__SOURCE RECORDS__.

_ _ _

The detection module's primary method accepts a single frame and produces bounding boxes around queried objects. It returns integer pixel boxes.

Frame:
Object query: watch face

_ _ _

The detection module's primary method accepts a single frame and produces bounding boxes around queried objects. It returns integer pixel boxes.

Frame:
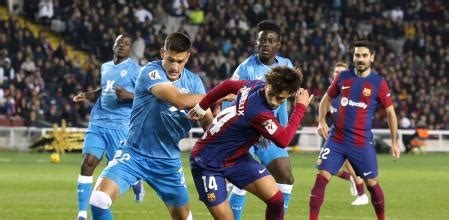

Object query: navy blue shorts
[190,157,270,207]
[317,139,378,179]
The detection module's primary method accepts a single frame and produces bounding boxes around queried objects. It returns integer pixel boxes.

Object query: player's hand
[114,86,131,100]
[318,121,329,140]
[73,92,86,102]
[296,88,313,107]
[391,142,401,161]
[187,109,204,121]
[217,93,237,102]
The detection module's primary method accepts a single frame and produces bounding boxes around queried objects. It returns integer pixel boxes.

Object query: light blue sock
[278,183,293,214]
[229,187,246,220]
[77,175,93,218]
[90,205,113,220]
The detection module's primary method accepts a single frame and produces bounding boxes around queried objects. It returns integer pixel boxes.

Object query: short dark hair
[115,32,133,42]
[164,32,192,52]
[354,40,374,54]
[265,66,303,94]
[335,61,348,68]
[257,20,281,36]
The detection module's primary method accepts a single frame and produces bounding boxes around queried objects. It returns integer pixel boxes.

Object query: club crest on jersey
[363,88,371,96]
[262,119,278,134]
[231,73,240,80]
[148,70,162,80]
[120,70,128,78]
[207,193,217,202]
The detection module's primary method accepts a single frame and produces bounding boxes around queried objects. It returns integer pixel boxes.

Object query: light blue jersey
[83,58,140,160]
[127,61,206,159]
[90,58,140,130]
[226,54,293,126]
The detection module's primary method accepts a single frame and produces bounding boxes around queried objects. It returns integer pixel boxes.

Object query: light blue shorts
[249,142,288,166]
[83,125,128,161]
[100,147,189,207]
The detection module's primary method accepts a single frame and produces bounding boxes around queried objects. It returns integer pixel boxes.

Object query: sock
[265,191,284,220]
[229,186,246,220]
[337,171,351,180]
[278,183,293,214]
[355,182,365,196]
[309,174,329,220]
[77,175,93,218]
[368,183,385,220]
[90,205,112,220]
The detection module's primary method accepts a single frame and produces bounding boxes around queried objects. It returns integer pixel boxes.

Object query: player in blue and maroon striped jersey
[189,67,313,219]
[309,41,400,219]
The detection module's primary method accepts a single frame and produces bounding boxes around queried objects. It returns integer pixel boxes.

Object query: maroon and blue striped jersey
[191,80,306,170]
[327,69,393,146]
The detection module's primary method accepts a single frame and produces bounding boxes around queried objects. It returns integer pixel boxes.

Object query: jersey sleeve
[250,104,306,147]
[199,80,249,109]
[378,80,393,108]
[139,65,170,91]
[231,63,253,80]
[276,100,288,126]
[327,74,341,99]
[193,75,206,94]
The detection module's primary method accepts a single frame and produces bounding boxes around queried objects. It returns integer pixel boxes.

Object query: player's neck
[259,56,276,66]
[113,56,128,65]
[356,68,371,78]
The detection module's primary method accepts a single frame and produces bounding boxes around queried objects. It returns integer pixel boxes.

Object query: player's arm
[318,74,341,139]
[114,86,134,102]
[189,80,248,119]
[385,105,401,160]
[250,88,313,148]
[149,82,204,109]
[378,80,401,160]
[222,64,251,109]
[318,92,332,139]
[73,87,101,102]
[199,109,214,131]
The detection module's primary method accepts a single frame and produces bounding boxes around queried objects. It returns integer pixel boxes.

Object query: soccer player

_ _ _

__YOUR INSTRUCTIONS__.
Return every line of the entries above that contains the string "shorts", matching case exactly.

__RESPONSE TO THIS EXERCISE__.
Object query: navy blue shorts
Object query: light blue shorts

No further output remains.